Document section:
The air con was surprisingly good in our compartment, such that I found I did need to use the cover provided. But then I also had a few hot flushes to contend with later on. Every time I’ve had those again I remember my cancer journey and reflect that it’s a good job I didn’t try and do this a year ago. And how grateful I am to have such insignificant health problems to deal with now.

The lady from my next homestay has contacted me to offer me a ride from the train station to her place tomorrow morning for a small extra fee. I accepted, then she sent another message saying she forgot to mention it would be on a bike not in a car. 😳 I explained I have a big backpack so don’t think I can ride a bike. She said she thought it would be ok. (And then I realised she meant the oh so popular in Vietnam motorbike not a pedal bike!)

Explore the material:
1) In the travel account, why did the writer tell the homestay host that riding on a bike would not work?
2) List every type of vehicle named in the travel account.

Given information:
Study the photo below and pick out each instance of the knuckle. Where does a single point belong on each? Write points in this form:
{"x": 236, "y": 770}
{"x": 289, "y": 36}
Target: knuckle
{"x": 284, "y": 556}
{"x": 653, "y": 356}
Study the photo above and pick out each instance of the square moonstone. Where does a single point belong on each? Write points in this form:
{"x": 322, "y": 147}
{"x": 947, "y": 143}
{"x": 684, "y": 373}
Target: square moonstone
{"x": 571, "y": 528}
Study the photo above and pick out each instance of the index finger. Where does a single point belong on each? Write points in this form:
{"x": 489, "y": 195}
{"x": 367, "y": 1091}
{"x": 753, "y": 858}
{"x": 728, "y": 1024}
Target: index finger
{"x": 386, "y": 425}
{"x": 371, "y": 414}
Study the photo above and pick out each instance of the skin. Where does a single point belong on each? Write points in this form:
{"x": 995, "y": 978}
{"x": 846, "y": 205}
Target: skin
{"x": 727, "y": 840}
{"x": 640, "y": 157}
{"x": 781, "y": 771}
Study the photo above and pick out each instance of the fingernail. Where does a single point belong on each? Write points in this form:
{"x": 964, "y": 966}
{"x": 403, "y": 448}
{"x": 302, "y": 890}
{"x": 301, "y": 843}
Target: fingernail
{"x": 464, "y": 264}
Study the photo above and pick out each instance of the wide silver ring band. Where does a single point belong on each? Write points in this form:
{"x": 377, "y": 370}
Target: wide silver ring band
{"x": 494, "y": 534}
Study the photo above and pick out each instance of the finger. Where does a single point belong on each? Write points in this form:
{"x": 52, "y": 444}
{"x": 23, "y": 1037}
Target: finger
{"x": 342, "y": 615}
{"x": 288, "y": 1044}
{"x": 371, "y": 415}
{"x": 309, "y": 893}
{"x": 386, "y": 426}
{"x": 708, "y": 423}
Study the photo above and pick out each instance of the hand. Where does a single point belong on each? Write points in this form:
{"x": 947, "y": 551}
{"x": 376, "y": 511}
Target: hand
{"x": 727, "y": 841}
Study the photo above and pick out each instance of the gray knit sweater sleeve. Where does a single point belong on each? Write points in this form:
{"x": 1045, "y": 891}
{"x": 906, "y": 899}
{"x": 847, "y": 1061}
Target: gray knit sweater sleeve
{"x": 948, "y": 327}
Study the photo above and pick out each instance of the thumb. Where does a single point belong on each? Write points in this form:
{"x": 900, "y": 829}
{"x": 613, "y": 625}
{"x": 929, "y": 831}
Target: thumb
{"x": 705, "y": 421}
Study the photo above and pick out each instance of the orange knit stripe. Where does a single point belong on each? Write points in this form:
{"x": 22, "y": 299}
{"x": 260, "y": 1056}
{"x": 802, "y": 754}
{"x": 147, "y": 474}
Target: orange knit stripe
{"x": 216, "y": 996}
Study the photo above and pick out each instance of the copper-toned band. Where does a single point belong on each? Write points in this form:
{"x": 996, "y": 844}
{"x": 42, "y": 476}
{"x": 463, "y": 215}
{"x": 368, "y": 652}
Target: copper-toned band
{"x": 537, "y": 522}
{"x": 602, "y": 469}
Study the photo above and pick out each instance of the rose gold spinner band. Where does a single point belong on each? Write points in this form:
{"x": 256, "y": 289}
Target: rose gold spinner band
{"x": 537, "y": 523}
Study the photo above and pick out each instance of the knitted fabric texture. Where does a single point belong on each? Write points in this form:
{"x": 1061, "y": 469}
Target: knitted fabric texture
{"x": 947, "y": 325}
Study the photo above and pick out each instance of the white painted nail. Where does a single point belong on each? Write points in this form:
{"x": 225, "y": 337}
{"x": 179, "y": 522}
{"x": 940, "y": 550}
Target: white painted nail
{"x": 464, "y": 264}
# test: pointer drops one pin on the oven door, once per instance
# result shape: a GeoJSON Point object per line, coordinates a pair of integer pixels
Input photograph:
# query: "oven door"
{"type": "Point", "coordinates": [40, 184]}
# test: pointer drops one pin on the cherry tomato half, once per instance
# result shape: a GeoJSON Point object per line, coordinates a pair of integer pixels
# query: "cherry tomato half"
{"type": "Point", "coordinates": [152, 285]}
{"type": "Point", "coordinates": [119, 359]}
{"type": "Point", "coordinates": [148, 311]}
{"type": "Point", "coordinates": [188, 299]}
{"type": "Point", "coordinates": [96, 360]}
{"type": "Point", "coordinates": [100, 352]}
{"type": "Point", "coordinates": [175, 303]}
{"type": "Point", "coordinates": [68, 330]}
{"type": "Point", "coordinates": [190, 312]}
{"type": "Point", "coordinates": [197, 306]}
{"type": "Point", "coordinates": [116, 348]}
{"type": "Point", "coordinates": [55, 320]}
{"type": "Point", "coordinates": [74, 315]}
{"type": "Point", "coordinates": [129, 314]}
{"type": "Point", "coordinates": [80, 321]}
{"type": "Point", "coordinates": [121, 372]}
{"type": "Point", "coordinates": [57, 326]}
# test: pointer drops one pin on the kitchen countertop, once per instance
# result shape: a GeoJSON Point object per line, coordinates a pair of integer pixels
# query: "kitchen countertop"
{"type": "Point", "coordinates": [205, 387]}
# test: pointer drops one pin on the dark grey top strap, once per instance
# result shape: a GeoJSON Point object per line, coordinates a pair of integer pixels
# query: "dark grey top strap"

Answers:
1) The writer has a big backpack, so did not think riding a bike would be possible.

2)
- Train
- Car
- Motorbike
- Pedal bike